WHAT TO WORK ON: Scan the lines below and report each one containing "item" by copying it.

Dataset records
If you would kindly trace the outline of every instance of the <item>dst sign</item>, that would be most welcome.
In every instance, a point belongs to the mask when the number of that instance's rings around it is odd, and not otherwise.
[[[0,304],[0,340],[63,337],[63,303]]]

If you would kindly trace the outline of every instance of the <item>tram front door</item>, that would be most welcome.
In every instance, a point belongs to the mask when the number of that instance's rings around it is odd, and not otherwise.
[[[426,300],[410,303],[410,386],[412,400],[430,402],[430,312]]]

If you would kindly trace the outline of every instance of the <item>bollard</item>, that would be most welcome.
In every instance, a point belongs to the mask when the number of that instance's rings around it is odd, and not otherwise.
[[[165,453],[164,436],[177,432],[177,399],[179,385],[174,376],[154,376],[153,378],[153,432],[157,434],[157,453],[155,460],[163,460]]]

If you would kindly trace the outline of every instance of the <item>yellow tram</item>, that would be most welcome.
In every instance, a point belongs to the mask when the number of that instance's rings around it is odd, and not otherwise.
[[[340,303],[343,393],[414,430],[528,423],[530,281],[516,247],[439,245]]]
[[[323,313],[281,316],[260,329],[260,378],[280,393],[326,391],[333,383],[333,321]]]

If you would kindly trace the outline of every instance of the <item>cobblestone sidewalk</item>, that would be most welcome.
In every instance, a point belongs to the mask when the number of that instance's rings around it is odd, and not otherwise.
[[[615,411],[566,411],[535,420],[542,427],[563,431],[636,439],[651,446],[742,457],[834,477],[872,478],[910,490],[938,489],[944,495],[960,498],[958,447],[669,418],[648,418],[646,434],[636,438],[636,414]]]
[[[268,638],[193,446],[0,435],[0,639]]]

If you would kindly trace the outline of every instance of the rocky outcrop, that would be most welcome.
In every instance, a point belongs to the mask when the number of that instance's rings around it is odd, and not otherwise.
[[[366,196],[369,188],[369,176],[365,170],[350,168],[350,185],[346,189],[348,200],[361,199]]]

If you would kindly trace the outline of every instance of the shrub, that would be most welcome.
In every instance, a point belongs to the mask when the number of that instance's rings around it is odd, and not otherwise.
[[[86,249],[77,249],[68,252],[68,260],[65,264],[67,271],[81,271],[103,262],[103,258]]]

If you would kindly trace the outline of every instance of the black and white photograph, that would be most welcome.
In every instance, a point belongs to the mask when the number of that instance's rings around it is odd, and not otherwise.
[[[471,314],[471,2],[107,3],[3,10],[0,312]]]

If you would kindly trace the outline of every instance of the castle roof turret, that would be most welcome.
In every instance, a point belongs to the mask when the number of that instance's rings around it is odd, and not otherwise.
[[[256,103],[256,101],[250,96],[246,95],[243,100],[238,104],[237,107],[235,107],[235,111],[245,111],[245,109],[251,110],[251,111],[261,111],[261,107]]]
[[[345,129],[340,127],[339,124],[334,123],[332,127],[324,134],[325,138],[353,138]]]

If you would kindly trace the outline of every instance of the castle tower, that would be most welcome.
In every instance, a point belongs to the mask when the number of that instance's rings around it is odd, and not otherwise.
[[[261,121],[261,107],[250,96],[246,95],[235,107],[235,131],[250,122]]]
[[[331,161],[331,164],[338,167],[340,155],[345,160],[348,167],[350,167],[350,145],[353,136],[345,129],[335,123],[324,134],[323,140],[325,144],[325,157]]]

REPLY:
If you would kindly trace the outline of every instance of the <item>dst sign</item>, that would be most welcome.
If you would kindly trace the outline of every instance of the <item>tram front door</item>, that would be most welcome.
If you would kindly trace the outline of every instance of the <item>bollard</item>, that would be most welcome.
If you would kindly trace the outline of every instance of the <item>yellow tram</item>, that would be most welcome.
If you would kindly trace the outline of every instance of the <item>cobblestone sidewalk</item>, that would be most welcome.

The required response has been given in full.